Madubane v Ethekwini Municipality (6934/2021P) [2025] ZAKZPHC 116 (5 November 2025)

65 Reportability

Brief Summary

Delict — Negligence — Duty of care — Plaintiff injured after falling into open manhole — Defendant municipality's duty to maintain public infrastructure — Plaintiff fell into manhole during loadshedding, previously cordoned off with red tape — Defendant claimed lack of knowledge of open manhole and absence of reported complaints — Court found Defendant failed to prove contributory negligence and was liable for injuries sustained by Plaintiff due to negligence in maintaining the manhole.

Comprehensive Summary

Case Note


Thamsanqa Wilson Madubane v Ethekwini Municipality

[2025] ZAKZP 122

Date: 5 November 2025


Reportability


This case is reportable as it addresses significant issues of municipal liability regarding the duty of care owed by local governments to ensure public safety in their jurisdictions. The judgment clarifies the extent of liability for damages arising from omissions by municipal authorities, particularly in cases involving open and hazardous manholes. The decision is expected to have implications on similar cases where individuals suffer injuries due to negligence on the part of municipal bodies.


Cases Cited



  • Minister of Safety and Security v Van Duivenboden 2002 (6) SA 431 (SCA)

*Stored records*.

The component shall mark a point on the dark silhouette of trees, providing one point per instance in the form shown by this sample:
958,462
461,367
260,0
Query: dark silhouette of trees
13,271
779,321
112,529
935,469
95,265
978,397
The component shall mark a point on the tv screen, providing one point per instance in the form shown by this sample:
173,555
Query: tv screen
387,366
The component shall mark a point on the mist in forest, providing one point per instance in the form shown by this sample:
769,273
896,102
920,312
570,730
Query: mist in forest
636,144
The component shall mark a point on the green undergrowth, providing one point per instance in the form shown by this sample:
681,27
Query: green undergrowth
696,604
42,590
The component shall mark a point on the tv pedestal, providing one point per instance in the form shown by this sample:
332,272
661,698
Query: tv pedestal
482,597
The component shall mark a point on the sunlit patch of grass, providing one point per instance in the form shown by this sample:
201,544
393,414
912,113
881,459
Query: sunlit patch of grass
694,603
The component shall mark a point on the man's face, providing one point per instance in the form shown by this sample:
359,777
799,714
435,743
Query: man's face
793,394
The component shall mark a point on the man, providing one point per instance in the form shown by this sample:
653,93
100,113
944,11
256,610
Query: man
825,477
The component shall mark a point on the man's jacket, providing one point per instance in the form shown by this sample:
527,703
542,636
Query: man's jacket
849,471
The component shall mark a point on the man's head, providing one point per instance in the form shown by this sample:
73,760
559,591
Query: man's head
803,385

*Problems to solve*.
a: In the case summary, what had the manhole previously been cordoned off with?
b: Condense the case summary's paragraph beginning "This case is reportable" into one sentence that keeps its main facts.
c: Write out the stretch of the case summary from "Date: 5 November" through "of municipal bodies.", word for word.
The listing comes from a separate source.

*Correct answers*.
a: Red tape.

b: The case is reportable because it addresses municipal liability for the duty of care local governments owe to keep the public safe, clarifies liability for damages arising from municipal omissions such as open, hazardous manholes, and is expected to affect similar cases of injury caused by municipal negligence.

c:
Date: 5 November 2025


Reportability


This case is reportable as it addresses significant issues of municipal liability regarding the duty of care owed by local governments to ensure public safety in their jurisdictions. The judgment clarifies the extent of liability for damages arising from omissions by municipal authorities, particularly in cases involving open and hazardous manholes. The decision is expected to have implications on similar cases where individuals suffer injuries due to negligence on the part of municipal bodies.